BEST LED Torches

Ledlenser MT10

This stupendously bright 1,000-lumen pocket model ticks every box and then some. Most contemporary LED flashlights come with a variety of flashing modes that get in the way of everyday use. By contrast, this one defaults to the function that matters most: beam strength. Turn it on and each tap of the robust thumb button makes the beam gradually soften from ultra bright to dim – a really classy touch that suggests a lot of thought went into its design. However, because the torch is customizable, users can easily reverse the process so that the torch starts on a low beam instead. There’s a strobe function, too, but, given that it’ll hardly ever be used, it’s hidden away under a different custom mode.

 

However the best thing about this flashlight is that it comes with a multiple focus beam that’s easily adjusted by sliding the front barrel forwards or backwards. This means you can opt for a super wide soft-focus beam for general see-where-you’re-going use, a sharp outrageously bright beam for highlighting distant subjects up to 180 metres away and anything in between.

^^^^

#### Prompt 1
Answer these questions using the torch review.
(a) What is the lumen rating of the Ledlenser MT10?
(b) Where is the strobe function placed?
(c) How is the multiple focus beam adjusted?

Recorded data:
^^^^

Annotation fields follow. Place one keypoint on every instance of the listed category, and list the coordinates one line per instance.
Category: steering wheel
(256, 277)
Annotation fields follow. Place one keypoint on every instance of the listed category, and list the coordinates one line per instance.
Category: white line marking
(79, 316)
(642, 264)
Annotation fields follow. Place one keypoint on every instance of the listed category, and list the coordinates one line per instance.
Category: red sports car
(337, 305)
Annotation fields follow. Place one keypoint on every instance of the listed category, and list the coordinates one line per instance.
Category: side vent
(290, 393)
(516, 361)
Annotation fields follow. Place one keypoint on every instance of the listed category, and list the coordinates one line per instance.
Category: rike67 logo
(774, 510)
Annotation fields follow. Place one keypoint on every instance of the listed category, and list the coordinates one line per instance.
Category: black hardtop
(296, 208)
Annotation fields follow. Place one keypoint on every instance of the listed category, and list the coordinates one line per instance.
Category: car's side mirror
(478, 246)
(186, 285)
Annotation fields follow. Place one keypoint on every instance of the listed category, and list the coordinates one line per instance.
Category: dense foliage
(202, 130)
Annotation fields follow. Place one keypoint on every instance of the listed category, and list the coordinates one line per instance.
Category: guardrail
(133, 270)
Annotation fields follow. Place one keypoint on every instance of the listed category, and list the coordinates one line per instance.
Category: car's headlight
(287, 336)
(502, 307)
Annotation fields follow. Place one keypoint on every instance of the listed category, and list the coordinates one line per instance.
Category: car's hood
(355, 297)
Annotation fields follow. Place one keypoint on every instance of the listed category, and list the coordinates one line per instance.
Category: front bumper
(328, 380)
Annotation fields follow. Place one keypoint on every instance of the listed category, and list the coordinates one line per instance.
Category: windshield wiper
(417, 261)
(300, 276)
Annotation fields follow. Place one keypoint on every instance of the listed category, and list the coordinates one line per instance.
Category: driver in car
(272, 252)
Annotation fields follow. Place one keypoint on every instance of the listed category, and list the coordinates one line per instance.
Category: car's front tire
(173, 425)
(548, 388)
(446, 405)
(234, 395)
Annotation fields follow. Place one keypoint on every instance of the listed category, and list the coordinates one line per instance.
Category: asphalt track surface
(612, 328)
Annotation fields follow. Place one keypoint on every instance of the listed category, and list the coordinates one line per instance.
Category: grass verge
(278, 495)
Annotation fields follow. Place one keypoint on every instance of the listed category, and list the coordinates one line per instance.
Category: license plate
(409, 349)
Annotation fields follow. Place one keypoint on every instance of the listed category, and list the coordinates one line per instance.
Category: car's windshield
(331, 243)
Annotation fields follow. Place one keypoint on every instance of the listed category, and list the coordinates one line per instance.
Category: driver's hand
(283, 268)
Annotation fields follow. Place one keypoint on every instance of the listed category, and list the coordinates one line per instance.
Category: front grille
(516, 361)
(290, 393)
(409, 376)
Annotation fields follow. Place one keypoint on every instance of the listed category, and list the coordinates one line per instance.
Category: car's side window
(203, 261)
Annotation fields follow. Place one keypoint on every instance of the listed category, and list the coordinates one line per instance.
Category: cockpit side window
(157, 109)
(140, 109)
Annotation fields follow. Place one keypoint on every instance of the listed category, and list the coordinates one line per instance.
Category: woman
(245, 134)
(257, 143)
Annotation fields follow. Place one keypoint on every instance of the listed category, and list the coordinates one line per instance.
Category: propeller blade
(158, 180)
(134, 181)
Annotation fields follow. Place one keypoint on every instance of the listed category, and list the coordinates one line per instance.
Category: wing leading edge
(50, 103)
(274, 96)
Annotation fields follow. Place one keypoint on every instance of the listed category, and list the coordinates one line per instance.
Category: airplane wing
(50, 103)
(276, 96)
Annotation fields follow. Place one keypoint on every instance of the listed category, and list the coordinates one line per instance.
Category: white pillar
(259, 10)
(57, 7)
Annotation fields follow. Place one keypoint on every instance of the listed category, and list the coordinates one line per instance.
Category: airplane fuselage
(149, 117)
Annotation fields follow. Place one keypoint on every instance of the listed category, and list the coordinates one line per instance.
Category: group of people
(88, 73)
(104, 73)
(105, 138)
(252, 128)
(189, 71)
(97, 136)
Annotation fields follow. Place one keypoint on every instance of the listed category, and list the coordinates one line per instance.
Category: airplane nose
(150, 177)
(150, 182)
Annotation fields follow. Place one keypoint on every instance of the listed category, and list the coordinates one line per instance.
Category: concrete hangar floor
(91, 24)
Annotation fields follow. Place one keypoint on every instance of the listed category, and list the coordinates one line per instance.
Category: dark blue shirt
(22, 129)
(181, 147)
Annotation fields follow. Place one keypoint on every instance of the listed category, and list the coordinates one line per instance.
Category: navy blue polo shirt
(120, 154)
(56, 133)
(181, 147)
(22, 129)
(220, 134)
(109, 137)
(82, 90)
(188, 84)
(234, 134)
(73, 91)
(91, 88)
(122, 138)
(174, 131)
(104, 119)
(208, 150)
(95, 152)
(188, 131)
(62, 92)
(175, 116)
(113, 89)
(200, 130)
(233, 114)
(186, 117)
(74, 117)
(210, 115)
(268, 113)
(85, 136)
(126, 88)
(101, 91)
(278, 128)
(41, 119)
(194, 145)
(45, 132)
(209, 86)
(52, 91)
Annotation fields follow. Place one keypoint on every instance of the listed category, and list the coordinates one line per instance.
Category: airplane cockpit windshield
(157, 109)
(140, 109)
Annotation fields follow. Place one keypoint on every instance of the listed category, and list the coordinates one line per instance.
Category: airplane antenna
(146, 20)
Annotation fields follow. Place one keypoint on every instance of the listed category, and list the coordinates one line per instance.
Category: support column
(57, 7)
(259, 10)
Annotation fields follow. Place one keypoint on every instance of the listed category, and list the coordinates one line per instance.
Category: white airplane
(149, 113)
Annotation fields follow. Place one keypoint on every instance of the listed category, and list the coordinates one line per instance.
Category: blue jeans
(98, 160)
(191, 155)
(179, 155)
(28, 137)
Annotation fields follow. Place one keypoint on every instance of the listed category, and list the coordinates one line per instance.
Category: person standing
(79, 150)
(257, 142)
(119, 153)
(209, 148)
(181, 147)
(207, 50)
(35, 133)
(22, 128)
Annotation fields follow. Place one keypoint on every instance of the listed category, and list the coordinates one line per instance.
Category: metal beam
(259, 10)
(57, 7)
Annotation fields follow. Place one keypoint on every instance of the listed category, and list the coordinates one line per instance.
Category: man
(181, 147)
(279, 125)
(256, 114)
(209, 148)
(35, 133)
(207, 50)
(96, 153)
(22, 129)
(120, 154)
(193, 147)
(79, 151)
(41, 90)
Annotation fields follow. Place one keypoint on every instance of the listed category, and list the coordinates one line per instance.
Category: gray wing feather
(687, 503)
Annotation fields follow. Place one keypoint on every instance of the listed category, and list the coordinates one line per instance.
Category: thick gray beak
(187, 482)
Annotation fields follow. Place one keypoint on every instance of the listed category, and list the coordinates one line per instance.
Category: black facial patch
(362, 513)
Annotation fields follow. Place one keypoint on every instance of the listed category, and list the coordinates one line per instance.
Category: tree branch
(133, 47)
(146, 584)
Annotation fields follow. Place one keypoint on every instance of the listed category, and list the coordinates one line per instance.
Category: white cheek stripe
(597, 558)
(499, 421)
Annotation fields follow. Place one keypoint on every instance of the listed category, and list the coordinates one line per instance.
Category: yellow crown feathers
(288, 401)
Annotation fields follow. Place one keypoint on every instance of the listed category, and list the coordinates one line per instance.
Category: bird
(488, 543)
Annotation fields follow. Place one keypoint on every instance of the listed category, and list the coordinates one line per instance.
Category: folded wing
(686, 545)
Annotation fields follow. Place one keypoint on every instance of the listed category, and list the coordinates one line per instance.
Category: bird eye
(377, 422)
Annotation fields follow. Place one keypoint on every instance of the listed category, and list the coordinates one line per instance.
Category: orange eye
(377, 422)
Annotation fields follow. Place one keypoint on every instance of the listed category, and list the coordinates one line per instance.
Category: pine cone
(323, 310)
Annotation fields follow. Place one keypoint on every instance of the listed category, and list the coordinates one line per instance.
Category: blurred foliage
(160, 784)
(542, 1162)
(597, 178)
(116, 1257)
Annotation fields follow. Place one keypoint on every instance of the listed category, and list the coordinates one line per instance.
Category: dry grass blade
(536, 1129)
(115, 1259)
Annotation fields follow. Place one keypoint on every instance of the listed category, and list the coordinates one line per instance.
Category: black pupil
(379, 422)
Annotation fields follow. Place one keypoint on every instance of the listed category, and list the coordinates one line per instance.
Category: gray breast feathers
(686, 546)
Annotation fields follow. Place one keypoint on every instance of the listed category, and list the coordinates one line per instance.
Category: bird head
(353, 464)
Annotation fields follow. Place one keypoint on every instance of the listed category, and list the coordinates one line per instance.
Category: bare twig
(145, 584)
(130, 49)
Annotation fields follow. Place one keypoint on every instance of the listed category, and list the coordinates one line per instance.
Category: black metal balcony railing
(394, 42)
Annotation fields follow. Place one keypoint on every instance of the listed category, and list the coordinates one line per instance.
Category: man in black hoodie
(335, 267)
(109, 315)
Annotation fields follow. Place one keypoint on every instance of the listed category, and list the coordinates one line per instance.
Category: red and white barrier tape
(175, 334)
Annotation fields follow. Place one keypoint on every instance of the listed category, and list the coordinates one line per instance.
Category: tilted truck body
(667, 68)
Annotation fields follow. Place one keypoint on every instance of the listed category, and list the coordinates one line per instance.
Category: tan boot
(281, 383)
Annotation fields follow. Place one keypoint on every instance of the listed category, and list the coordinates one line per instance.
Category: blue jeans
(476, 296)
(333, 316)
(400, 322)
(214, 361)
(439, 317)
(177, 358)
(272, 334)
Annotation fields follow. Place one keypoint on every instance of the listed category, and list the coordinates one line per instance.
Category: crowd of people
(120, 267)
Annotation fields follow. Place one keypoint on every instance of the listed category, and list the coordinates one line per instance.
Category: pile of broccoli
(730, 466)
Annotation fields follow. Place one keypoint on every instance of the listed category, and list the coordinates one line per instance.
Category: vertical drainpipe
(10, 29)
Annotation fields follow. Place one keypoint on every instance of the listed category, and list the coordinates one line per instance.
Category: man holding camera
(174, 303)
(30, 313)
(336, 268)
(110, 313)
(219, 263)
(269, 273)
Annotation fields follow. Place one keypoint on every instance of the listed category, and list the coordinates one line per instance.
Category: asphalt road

^^^^

#### Prompt 2
How many lines of the rows contain the string "white", with case counting? Give only the number.

#### Correct result 1
(a) 1,000 lumens.
(b) It is hidden away under a different custom mode.
(c) By sliding the front barrel forwards or backwards.

#### Correct result 2
5